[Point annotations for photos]
----------

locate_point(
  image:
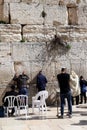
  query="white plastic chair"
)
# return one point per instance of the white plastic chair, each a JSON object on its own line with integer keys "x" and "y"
{"x": 22, "y": 103}
{"x": 40, "y": 104}
{"x": 11, "y": 103}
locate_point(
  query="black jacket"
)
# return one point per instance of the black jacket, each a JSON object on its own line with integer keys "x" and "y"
{"x": 9, "y": 93}
{"x": 64, "y": 80}
{"x": 41, "y": 82}
{"x": 21, "y": 80}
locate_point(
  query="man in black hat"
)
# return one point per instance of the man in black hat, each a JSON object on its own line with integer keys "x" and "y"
{"x": 65, "y": 92}
{"x": 12, "y": 92}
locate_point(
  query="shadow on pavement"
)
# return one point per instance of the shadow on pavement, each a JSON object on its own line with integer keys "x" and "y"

----------

_Short exercise:_
Write out all of the records above again in full, multiplying every x and y coordinate in the answers by 1.7 and rounding to whole numbers, with halves rounded up. Leave the pictures out of your answer.

_The output:_
locate_point(
  image:
  query="white plastic chair"
)
# return one point per instance of the white plastic chair, each a JSON object on its own line with integer keys "x" and "y"
{"x": 37, "y": 175}
{"x": 68, "y": 177}
{"x": 19, "y": 175}
locate_point(
  query="black jacket"
)
# return one point per instance of the black jacket, each a JSON object on its own line with integer keys "x" and "y"
{"x": 15, "y": 158}
{"x": 109, "y": 136}
{"x": 70, "y": 139}
{"x": 36, "y": 136}
locate_point(
  query="man in black hat"
)
# return one point per instance of the man in black hat, each a JSON object on its own line with integer keys "x" and "y"
{"x": 111, "y": 156}
{"x": 20, "y": 156}
locate_point(
  query="shadow on pavement"
)
# return one point per instance of the shadow on pavement, each a JSON object on its own line with integer keys "x" and "y"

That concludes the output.